Nothing but the lines from the one containing "point_to finds the bare" to the end of the data should be copied, exactly, and the pictures stay out.

-.-.-

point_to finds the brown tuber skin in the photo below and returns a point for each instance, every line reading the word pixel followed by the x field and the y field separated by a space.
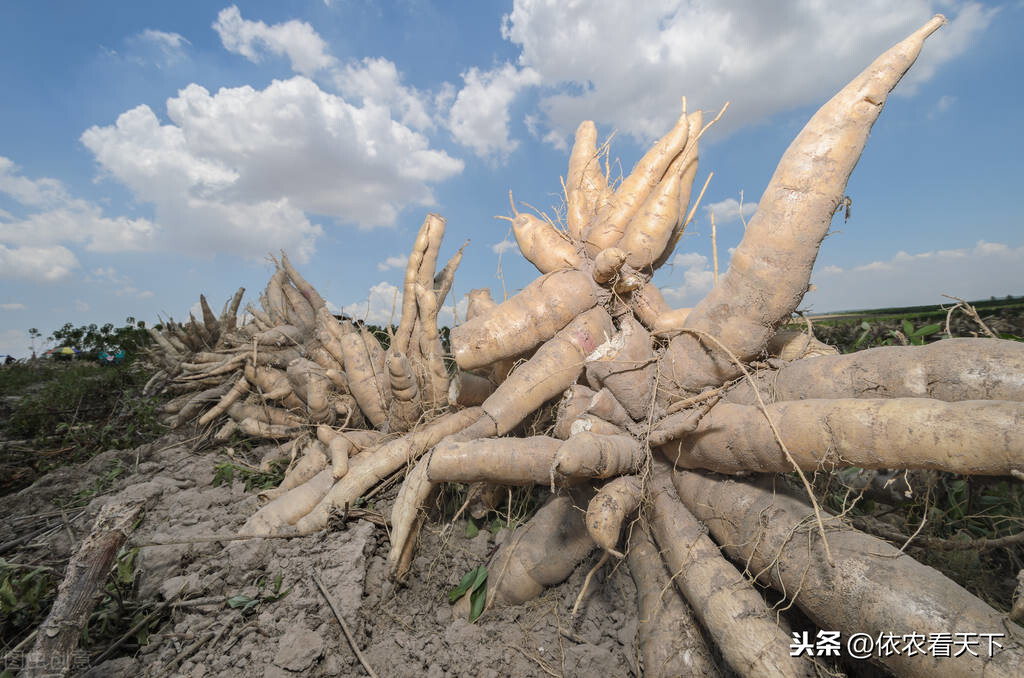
pixel 872 589
pixel 951 406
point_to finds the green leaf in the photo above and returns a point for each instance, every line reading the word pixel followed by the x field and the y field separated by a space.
pixel 8 601
pixel 471 581
pixel 480 578
pixel 245 602
pixel 476 601
pixel 460 590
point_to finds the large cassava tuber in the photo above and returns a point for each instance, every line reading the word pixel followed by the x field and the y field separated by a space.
pixel 632 375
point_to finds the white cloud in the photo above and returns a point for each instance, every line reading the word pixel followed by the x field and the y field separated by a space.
pixel 31 193
pixel 109 273
pixel 65 218
pixel 689 260
pixel 697 280
pixel 910 279
pixel 727 210
pixel 169 45
pixel 479 117
pixel 14 342
pixel 376 81
pixel 445 316
pixel 304 48
pixel 945 102
pixel 504 246
pixel 41 264
pixel 132 291
pixel 381 306
pixel 385 299
pixel 238 170
pixel 392 262
pixel 626 65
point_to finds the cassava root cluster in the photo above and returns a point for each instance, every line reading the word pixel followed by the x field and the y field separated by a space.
pixel 651 398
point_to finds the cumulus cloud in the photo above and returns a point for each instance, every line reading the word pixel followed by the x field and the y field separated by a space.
pixel 611 59
pixel 383 300
pixel 169 46
pixel 237 171
pixel 40 264
pixel 697 280
pixel 479 116
pixel 377 81
pixel 727 210
pixel 62 218
pixel 503 247
pixel 905 279
pixel 297 40
pixel 945 102
pixel 14 342
pixel 397 261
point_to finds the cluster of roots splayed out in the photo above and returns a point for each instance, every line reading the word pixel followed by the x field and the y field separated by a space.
pixel 652 398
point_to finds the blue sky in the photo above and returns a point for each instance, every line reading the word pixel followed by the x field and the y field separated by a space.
pixel 150 152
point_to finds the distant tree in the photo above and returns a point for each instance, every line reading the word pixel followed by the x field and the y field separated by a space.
pixel 92 338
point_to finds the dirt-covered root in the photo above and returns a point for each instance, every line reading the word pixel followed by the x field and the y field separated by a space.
pixel 553 368
pixel 629 200
pixel 590 455
pixel 627 367
pixel 542 553
pixel 574 403
pixel 770 269
pixel 873 588
pixel 670 638
pixel 607 511
pixel 983 437
pixel 502 461
pixel 525 321
pixel 948 370
pixel 729 607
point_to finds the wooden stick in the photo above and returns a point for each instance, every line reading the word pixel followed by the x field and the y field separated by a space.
pixel 344 627
pixel 714 244
pixel 52 653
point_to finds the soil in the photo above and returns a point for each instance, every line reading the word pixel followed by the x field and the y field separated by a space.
pixel 407 631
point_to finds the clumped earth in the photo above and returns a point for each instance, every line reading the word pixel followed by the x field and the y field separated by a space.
pixel 671 396
pixel 408 631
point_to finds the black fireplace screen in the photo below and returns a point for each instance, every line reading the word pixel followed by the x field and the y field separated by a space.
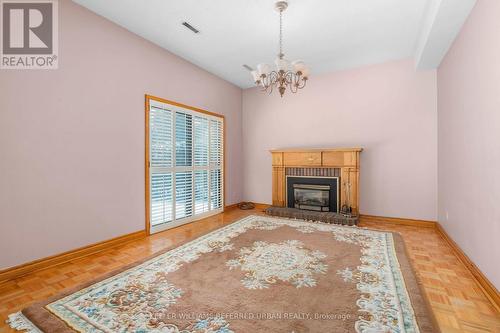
pixel 313 193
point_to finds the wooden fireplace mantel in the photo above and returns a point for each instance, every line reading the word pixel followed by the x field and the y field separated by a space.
pixel 345 159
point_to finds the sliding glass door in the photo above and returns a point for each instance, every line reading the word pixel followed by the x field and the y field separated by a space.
pixel 186 157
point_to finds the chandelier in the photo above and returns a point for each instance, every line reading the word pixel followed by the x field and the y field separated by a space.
pixel 291 75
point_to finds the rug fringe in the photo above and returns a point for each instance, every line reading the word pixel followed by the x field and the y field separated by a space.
pixel 20 323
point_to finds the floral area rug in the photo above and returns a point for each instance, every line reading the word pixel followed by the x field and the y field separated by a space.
pixel 259 274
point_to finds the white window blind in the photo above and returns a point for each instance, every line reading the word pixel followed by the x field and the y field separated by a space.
pixel 186 165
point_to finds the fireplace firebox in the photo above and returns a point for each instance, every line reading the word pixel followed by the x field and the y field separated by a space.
pixel 313 193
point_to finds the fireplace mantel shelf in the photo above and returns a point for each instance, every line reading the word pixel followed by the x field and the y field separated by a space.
pixel 346 160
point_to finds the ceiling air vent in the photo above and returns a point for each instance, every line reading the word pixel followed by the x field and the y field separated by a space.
pixel 190 27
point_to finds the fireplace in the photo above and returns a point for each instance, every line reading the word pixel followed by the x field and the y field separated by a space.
pixel 313 193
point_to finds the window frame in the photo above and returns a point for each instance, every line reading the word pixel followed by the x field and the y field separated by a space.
pixel 194 111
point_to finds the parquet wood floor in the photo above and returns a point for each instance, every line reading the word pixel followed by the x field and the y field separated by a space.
pixel 457 302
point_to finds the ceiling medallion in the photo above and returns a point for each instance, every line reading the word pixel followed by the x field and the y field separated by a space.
pixel 292 75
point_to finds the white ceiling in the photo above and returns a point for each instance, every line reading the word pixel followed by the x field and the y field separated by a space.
pixel 328 35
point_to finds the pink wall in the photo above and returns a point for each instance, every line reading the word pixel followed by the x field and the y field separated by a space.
pixel 388 109
pixel 72 139
pixel 469 139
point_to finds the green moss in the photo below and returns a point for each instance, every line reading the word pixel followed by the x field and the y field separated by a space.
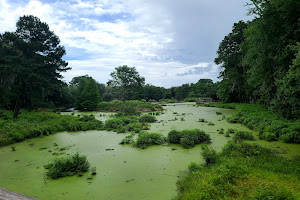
pixel 242 171
pixel 32 124
pixel 147 139
pixel 68 166
pixel 188 138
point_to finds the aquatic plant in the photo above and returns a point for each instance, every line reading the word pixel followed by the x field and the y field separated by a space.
pixel 221 131
pixel 242 171
pixel 147 118
pixel 188 138
pixel 259 118
pixel 127 140
pixel 146 139
pixel 67 166
pixel 32 124
pixel 243 135
pixel 218 113
pixel 209 155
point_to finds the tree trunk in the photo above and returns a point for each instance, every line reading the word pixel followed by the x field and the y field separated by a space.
pixel 17 109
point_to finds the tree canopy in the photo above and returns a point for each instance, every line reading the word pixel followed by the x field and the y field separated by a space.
pixel 30 64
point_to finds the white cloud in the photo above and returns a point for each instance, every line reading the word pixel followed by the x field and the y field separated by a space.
pixel 162 38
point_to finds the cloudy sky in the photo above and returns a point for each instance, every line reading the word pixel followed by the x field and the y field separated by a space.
pixel 170 42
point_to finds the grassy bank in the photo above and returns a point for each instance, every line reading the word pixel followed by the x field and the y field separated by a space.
pixel 32 124
pixel 242 171
pixel 270 126
pixel 128 107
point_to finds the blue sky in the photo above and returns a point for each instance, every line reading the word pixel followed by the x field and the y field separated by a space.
pixel 170 42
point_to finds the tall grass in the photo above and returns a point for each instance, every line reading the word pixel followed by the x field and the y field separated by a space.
pixel 269 125
pixel 188 138
pixel 242 171
pixel 67 166
pixel 32 124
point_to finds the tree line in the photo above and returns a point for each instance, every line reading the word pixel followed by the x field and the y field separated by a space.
pixel 83 92
pixel 260 59
pixel 30 75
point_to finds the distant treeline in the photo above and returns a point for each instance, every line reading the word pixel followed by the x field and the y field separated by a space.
pixel 84 92
pixel 260 60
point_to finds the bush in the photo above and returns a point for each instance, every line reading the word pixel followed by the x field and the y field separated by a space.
pixel 243 135
pixel 147 139
pixel 147 118
pixel 34 124
pixel 114 123
pixel 209 155
pixel 68 166
pixel 188 138
pixel 174 136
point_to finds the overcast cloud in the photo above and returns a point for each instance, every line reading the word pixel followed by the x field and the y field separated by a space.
pixel 170 42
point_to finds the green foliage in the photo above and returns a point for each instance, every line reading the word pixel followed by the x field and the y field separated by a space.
pixel 86 92
pixel 243 135
pixel 34 124
pixel 147 139
pixel 193 167
pixel 147 118
pixel 242 171
pixel 127 82
pixel 209 155
pixel 128 107
pixel 69 166
pixel 30 65
pixel 127 140
pixel 188 138
pixel 266 122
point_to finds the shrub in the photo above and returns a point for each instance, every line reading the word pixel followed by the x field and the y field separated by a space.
pixel 69 166
pixel 114 123
pixel 209 155
pixel 147 139
pixel 174 136
pixel 193 167
pixel 147 118
pixel 243 135
pixel 221 131
pixel 127 140
pixel 188 138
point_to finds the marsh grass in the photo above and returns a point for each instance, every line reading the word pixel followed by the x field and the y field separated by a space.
pixel 242 171
pixel 188 138
pixel 67 166
pixel 32 124
pixel 146 139
pixel 270 125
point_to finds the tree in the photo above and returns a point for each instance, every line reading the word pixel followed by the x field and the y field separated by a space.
pixel 269 45
pixel 233 86
pixel 86 92
pixel 126 82
pixel 31 64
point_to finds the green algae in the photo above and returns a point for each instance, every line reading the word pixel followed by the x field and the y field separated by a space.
pixel 124 172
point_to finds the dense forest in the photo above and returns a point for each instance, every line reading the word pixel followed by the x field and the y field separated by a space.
pixel 259 63
pixel 260 59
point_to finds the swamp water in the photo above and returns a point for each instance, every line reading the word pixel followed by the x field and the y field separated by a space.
pixel 123 172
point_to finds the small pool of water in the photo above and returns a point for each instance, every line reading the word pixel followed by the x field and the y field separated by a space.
pixel 124 172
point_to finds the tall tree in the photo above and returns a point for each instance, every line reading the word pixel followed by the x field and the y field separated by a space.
pixel 233 86
pixel 32 62
pixel 269 45
pixel 126 82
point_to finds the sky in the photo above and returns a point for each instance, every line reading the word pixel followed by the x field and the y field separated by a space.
pixel 169 42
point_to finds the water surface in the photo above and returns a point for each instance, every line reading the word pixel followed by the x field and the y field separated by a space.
pixel 124 172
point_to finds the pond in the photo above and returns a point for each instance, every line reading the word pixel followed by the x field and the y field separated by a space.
pixel 123 172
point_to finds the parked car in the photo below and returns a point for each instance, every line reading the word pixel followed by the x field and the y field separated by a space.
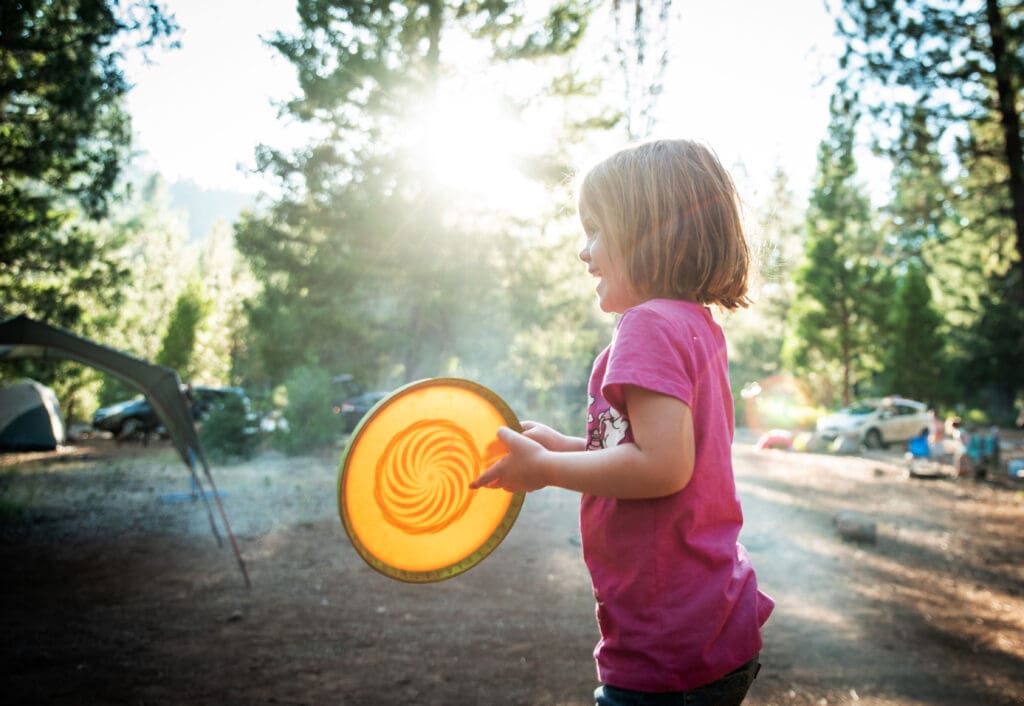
pixel 129 418
pixel 354 408
pixel 136 417
pixel 352 401
pixel 877 422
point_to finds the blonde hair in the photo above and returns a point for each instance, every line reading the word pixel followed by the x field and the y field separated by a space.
pixel 671 211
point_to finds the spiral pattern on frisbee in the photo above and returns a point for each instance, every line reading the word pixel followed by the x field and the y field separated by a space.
pixel 423 475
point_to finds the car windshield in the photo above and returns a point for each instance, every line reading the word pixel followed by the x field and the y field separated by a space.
pixel 859 409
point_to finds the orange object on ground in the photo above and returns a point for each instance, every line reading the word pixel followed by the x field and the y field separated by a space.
pixel 403 492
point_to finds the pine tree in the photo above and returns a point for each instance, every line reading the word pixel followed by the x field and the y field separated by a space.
pixel 833 331
pixel 369 264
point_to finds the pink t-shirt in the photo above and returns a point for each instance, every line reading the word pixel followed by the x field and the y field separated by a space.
pixel 677 598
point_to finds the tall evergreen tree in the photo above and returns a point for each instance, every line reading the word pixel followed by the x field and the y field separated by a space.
pixel 64 138
pixel 178 346
pixel 833 331
pixel 914 357
pixel 961 63
pixel 368 263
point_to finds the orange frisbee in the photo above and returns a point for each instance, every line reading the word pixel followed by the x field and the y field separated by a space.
pixel 403 492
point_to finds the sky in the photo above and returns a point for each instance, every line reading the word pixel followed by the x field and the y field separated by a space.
pixel 742 79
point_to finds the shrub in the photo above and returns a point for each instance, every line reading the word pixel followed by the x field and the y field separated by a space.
pixel 226 432
pixel 310 424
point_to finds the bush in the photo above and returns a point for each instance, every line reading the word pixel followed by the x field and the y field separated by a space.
pixel 226 431
pixel 310 424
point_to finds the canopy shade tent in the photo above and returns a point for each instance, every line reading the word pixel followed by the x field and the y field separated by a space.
pixel 23 337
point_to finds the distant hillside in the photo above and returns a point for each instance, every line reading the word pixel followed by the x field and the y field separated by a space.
pixel 205 206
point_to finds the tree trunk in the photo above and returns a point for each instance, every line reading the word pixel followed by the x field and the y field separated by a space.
pixel 1011 122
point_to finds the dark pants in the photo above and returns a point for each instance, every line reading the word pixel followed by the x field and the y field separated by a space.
pixel 729 691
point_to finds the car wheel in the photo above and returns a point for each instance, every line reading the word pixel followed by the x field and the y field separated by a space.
pixel 872 440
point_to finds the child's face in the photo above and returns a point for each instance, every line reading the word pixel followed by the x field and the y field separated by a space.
pixel 614 292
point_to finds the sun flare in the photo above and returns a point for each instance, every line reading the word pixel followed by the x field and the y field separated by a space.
pixel 474 149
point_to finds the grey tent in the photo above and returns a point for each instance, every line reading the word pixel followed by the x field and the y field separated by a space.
pixel 24 337
pixel 30 417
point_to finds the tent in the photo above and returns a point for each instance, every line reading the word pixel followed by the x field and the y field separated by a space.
pixel 24 337
pixel 30 417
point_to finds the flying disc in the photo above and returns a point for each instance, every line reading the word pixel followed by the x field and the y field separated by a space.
pixel 403 492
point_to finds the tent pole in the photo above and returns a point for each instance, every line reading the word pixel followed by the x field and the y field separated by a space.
pixel 223 516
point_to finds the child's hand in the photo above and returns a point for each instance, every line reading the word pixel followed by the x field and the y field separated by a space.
pixel 551 440
pixel 525 467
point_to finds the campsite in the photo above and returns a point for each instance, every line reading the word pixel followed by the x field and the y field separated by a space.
pixel 116 594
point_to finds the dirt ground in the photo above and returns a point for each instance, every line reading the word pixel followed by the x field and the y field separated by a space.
pixel 116 591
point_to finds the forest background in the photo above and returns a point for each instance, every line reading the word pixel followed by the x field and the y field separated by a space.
pixel 384 249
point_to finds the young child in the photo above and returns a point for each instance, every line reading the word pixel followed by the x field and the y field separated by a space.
pixel 678 604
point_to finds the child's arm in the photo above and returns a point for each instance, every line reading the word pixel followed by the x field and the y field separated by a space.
pixel 658 462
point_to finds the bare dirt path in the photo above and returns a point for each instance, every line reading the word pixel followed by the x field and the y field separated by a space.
pixel 114 595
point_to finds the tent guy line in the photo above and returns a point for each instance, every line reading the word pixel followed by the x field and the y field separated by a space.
pixel 23 337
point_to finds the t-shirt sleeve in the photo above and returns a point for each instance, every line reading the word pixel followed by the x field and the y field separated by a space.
pixel 649 350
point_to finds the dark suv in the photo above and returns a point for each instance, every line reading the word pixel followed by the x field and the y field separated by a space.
pixel 136 417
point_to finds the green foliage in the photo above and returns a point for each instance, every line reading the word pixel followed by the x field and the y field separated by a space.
pixel 311 425
pixel 178 345
pixel 914 361
pixel 64 136
pixel 372 264
pixel 833 331
pixel 756 334
pixel 225 433
pixel 957 63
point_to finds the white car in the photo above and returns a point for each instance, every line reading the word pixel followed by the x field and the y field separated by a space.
pixel 877 422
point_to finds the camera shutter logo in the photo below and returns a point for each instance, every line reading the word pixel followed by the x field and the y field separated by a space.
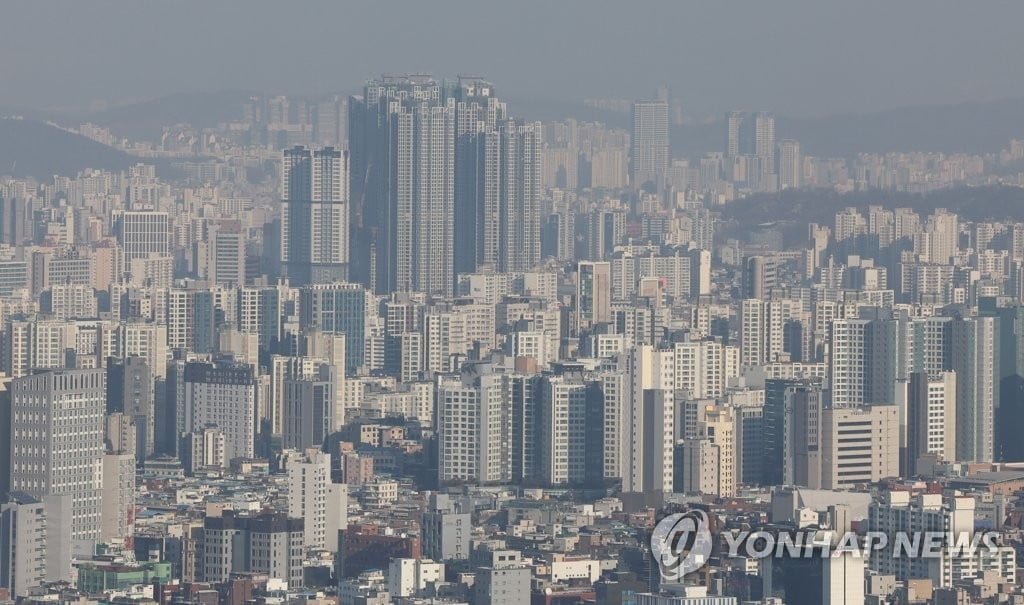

-.-.-

◆ Exercise output ◆
point_to finds the bare dirt path in the photo above and returns a point for each instance, every line reading the word pixel followed by the x field and the y field separated by a space.
pixel 114 595
point_to finds the tent guy line in the photo above and returns a point for each instance, every line reading the word pixel followed by the x field and the y field separated by a space.
pixel 23 337
point_to finds the t-shirt sleeve in the photo above and returns a point for each instance, every line reading the word pixel followed by the x field and the y field separated by a space.
pixel 649 350
point_to finds the dark suv in the photo above and returns a point for each instance, every line reading the word pixel followed by the x field and the y field separated by a space.
pixel 136 417
point_to finds the green foliage in the photo above and returns a point for each instance, every line reading the word pixel followed by the x field and the y field separated by a space.
pixel 311 425
pixel 178 345
pixel 914 361
pixel 64 136
pixel 372 264
pixel 833 331
pixel 756 334
pixel 225 433
pixel 957 63
point_to finds the white car in the photo above and returns a point for each instance, every line reading the word pixel followed by the x field and the y field separated by a space.
pixel 877 422
point_to finds the camera shutter logo in the photo below and returns a point for each instance, every line reading the word pixel followed by the x field and the y field separated by a space.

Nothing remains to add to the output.